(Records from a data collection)
————————

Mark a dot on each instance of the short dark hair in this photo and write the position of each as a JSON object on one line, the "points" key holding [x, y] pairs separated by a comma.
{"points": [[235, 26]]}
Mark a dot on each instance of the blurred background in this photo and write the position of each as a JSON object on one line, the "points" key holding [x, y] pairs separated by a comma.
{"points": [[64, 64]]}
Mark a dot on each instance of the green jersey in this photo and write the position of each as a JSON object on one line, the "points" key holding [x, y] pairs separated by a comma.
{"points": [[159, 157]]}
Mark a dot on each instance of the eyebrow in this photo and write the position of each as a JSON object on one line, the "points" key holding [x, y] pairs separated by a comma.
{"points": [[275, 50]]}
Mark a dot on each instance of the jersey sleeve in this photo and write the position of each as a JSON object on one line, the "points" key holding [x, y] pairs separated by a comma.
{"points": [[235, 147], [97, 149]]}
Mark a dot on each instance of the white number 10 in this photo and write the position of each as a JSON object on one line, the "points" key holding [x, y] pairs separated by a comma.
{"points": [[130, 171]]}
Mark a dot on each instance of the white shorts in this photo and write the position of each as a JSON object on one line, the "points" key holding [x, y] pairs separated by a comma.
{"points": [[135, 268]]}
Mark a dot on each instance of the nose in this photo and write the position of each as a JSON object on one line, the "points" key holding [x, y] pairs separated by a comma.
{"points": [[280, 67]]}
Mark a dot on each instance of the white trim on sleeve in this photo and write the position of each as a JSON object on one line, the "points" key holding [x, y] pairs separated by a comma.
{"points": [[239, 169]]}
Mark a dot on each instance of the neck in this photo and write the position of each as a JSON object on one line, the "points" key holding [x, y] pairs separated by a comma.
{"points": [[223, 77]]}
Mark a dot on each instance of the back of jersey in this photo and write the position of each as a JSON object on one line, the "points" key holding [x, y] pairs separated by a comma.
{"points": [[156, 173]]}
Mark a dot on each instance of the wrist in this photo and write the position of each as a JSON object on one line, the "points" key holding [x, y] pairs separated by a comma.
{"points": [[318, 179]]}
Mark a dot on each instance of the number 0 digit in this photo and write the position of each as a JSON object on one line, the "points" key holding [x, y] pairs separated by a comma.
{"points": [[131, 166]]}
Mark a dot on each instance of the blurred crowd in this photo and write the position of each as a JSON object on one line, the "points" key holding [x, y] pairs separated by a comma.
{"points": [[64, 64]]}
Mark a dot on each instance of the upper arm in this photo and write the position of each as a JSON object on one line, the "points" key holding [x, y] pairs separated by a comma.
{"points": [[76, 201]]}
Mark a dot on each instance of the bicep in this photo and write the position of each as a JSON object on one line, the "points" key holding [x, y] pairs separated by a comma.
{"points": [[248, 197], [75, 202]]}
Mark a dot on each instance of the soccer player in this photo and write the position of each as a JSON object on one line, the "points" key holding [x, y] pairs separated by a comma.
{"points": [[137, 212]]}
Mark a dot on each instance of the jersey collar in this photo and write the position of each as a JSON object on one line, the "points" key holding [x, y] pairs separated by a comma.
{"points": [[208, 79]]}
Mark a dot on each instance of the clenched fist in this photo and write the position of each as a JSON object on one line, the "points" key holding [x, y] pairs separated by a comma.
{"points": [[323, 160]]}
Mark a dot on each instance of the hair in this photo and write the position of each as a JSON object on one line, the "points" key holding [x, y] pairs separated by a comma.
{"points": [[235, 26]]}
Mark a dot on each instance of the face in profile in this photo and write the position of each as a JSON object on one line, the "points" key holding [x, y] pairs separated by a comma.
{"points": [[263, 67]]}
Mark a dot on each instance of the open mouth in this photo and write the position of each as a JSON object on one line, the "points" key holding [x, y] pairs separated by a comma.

————————

Exercise description:
The listing above must be transcribed exactly, line by line.

Response:
Mark a dot on each instance of the short dark hair in this photo and write the position of each as a JSON object on one line, the "points" key holding [x, y] pairs separated by a comma.
{"points": [[235, 26]]}
Mark a dot on each instance of the blurred background in this photo and write the position of each as a JSON object on one line, the "points" key holding [x, y] pairs separated by a comma.
{"points": [[64, 64]]}
Mark a dot on each instance of the green jersey in this photo and write the position of each as a JSON object on one line, the "points" key holding [x, y] pairs separated by a comma.
{"points": [[159, 157]]}
Mark a dot on each instance of the eyebrow in this photo and write the position of each as a JSON object on one line, the "points" key holding [x, y] pairs separated by a comma.
{"points": [[275, 50]]}
Mark a dot on each instance of the jersey sleeve in this photo and write the position of each as a JSON object on one line, the "points" key holding [x, y] pairs separated by a comma.
{"points": [[235, 147], [97, 149]]}
Mark a dot on each instance of the white number 10 in this photo and write the position of each as a JSON object on one line, the "points" key holding [x, y] pairs separated by a comma.
{"points": [[130, 171]]}
Mark a dot on each instance of the white shorts in this photo and write the position of each as a JSON object on one line, the "points" key holding [x, y] pairs separated by a comma.
{"points": [[135, 268]]}
Mark a dot on each instance of the nose in this photo and write the position of each as a JSON object on one line, the "points" key holding [x, y] pairs separated by a comma.
{"points": [[280, 67]]}
Mark a dot on each instance of the white trim on sleeve in this photo and write the position of each as a JSON object on one line, the "points" key holding [x, y] pairs separated by a comma.
{"points": [[239, 169]]}
Mark a dot on each instance of the neck in this photo and write the position of each as a JSON object on one line, the "points" key holding [x, y] pairs separated by a comma.
{"points": [[223, 77]]}
Mark a dot on each instance of the back of jersey in this photo and write the position of each as a JSON object on one line, the "points" key holding [x, y] pairs separated by a comma.
{"points": [[156, 173]]}
Mark a dot on each instance of the wrist in this photo and write the position of each as a JSON object on one line, the "points" key holding [x, y] pairs separated by a comma.
{"points": [[318, 179]]}
Mark a dot on each instance of the number 0 digit in this photo and write the position of each as a JSON object on one line, the "points" key holding [x, y] pairs separated by a comma.
{"points": [[131, 166]]}
Mark a dot on each instance of the blurred crowd in this photo and write the position of each as a JSON object on one line, the "points" key holding [x, y] pairs separated by a comma.
{"points": [[64, 64]]}
Mark a dot on each instance of the upper arm in this photo and write the position of each as a JSON object on one line, the "points" key holding [x, y] pairs separated by a comma.
{"points": [[76, 201]]}
Mark a dot on each instance of the bicep in this photo and write the position of each as a JSON object on one line, the "points" key holding [x, y] pairs separated by a comma.
{"points": [[248, 197], [75, 202]]}
Mark a dot on each instance of the soccer player in this photo and write the position of each as a JSON object on one line, the "points" key holding [x, y] pairs separated by a comma.
{"points": [[137, 212]]}
Mark a dot on each instance of the jersey collar in this photo and write the position of each as a JSON object on one line, the "points" key holding [x, y] pairs separated by a comma.
{"points": [[208, 79]]}
Mark a dot on each instance of the clenched fist in this photo and write the position of each as a JSON object on one line, the "points" key holding [x, y] pairs separated by a comma.
{"points": [[323, 160]]}
Mark a dot on each instance of the hair in this photo and write the position of each as a JSON object on one line, the "points" key holding [x, y] pairs separated by a comma.
{"points": [[235, 26]]}
Mark a dot on each instance of the face in profile in this photo and write the position of each as a JSON object on one line, the "points" key holding [x, y] pairs separated by a comma.
{"points": [[263, 67]]}
Mark a dot on each instance of the open mouth in this photo and write the position of each as a JSON object on one line, the "points" key holding [x, y] pairs separated by a comma.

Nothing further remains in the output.